:: PASSAGE PROVIDED ::

Google allows publishers to limit free content

Google Inc. is allowing publishers of paid content to limit the number of free news articles accessed by people using its Internet search engine, a concession to an increasingly disgruntled media industry.

There has been mounting criticism of Google’s practices from media publishers – most notably News Corp. chairman and chief executive Rupert Murdoch – that argue the company is profiting from online news pages.

In an official blog posted late Tuesday, Josh Cohen, Google’s senior business product manager, said the company had updated its so-called First Click Free program so publishers can limit users to viewing no more than five articles a day without registering or subscribing.

Previously, each click from a user of Google’s search engine would be treated as free.

“If you’re a Google user, this means that you may start to see a registration page after you’ve clicked through to more than five articles on the website of a publisher using First Click Free in a day … while allowing publishers to focus on potential subscribers who are accessing a lot of their content on a regular basis,” Cohen wrote in the post.

Murdoch on Tuesday told a Washington D.C. conference that media companies should charge for content and stop news aggregators like Google from “feeding off the hard-earned efforts and investments of others.”

:::
:: INFORMATION PROVIDED ::

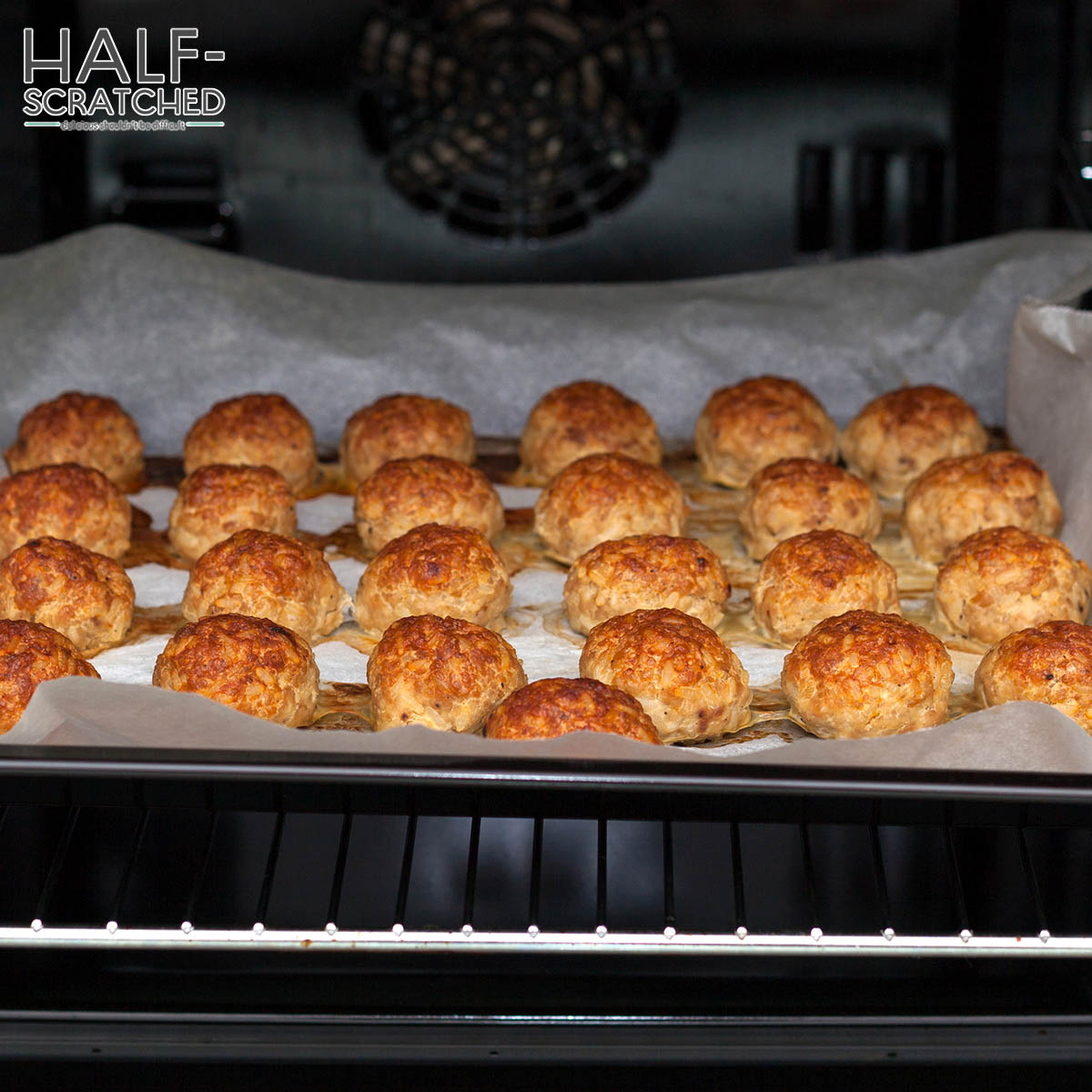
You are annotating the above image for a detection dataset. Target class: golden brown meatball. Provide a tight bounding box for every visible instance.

:::

◆ SHORT PROBLEM 1
Copy the Google news report from "In an official" to "registering or subscribing.", switching "five articles" to "three articles".
◆ SHORT PROBLEM 2
Carry on the report about Google and paid news content past its final sentence.
The listing isn't needed for any of this.

◆ TASK ANSWER 1
In an official blog posted late Tuesday, Josh Cohen, Google’s senior business product manager, said the company had updated its so-called First Click Free program so publishers can limit users to viewing no more than three articles a day without registering or subscribing.

◆ TASK ANSWER 2
News Corp. already charges for online access to The Wall Street Journal and it plans to expand that to other publications, including British newspapers The Sun and The Times.

A fundamental problem facing the media industry, Murdoch told the U.S. Federal Trade Commission workshop, is that “technology makes it cheap and easy to distribute news for anyone with Internet access, but producing journalism is expensive.”

“Right now there is a huge gap in costs,” he added, referring to news compilation sites like Google.

Cohen stressed that publishers and Google could coexist, with the former able to charge for their content and still make it available via Google under the revamped click program.

“The two aren’t mutually exclusive,” Cohen said on the blog.

“After all, whether you’re offering your content for free or selling it, it’s crucial that people find it,” he added. “Google can help with that.”

Cohen said that Google will also begin crawling, indexing and treating as “free” any preview pages – usually the headline and first few paragraphs of a story – from subscription Web sites.

People using Google would then see the same content that would be shown free to a user of the media site and the stories labelled as “subscription” in Google News.

“The ranking of these articles will be subject to the same criteria as all sites in Google, whether paid or free,” Cohen said. “Paid content may not do as well as free options, but that is not a decision we make based on whether or not it’s free. It’s simply based on the popularity of the content with users and other sites that link to it.”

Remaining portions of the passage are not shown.